Instructions for the task>
Copy exactly the run of lines that begins at the line with "Provide the polygon of every instance of the green grass." and ends at the final line of the entries.

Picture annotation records

━━━━━━━━━━

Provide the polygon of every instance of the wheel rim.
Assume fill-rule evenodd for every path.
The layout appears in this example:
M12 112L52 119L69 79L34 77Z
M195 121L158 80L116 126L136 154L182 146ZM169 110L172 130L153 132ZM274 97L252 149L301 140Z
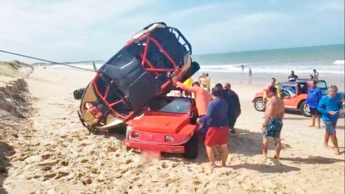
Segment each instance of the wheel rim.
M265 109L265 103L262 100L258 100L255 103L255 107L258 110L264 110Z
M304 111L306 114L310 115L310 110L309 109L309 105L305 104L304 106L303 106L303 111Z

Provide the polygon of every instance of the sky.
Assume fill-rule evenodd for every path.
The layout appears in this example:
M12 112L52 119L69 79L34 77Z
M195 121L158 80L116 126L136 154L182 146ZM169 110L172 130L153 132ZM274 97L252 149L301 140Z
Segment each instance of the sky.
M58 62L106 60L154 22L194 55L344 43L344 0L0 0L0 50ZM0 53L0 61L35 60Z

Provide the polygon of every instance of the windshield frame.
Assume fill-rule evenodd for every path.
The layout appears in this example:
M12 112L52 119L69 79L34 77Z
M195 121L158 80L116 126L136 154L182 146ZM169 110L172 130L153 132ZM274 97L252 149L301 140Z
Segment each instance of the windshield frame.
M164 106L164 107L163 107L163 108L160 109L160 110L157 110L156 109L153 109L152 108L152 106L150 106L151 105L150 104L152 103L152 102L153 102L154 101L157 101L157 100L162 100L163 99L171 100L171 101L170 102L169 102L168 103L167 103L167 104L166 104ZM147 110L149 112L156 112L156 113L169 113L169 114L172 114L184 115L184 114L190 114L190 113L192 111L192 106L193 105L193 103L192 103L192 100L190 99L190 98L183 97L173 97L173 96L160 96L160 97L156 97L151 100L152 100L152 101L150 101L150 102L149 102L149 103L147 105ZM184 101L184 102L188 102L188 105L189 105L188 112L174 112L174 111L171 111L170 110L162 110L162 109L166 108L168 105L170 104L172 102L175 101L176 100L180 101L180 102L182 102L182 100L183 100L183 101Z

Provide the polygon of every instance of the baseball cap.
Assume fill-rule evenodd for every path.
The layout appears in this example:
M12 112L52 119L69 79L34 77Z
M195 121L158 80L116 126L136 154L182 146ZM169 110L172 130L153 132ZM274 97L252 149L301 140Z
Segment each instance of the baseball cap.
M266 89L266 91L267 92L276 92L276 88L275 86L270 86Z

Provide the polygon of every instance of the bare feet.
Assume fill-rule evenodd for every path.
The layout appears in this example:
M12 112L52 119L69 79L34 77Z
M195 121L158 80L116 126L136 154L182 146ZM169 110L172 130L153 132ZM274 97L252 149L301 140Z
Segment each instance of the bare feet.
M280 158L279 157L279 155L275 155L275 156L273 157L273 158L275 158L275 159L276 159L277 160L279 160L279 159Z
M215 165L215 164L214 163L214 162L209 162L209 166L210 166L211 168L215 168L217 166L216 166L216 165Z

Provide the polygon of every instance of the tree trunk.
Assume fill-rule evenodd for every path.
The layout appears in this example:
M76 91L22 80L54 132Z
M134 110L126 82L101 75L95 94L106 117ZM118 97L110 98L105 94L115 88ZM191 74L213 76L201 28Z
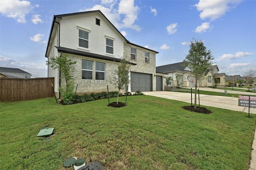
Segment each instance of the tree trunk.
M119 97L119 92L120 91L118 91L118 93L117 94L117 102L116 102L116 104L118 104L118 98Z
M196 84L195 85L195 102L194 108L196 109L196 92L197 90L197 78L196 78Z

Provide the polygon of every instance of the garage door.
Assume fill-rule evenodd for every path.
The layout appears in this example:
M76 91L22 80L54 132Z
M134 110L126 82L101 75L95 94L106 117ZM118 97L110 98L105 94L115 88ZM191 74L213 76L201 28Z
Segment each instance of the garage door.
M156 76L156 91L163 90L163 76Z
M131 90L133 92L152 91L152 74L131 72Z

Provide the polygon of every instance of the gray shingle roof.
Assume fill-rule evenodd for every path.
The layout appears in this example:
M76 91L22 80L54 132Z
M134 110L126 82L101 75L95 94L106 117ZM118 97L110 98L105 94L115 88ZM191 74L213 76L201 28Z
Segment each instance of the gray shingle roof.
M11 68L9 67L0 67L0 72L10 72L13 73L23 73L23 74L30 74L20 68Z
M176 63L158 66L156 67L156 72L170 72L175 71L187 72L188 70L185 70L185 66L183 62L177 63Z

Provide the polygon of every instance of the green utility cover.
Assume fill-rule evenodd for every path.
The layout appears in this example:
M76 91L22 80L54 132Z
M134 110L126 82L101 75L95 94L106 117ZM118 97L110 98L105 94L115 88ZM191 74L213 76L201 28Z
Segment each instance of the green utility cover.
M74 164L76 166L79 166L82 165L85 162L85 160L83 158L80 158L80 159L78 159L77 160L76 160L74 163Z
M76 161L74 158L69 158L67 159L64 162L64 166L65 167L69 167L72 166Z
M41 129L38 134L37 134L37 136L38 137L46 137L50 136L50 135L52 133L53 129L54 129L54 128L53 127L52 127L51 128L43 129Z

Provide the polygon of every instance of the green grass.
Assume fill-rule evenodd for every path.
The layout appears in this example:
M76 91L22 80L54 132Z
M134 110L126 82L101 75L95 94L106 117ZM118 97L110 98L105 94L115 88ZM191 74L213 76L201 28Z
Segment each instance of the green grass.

━━━━━━━━━━

Output>
Provide the polygon of every instance of the green grass.
Assume fill-rule evenodd for every path.
The layout appears in this example:
M76 91L22 80L54 132Z
M134 110L126 82L101 75L95 94L106 117ZM118 97L110 98L105 94L115 88ZM191 74L213 76L201 28Z
Segment each instance of the green grass.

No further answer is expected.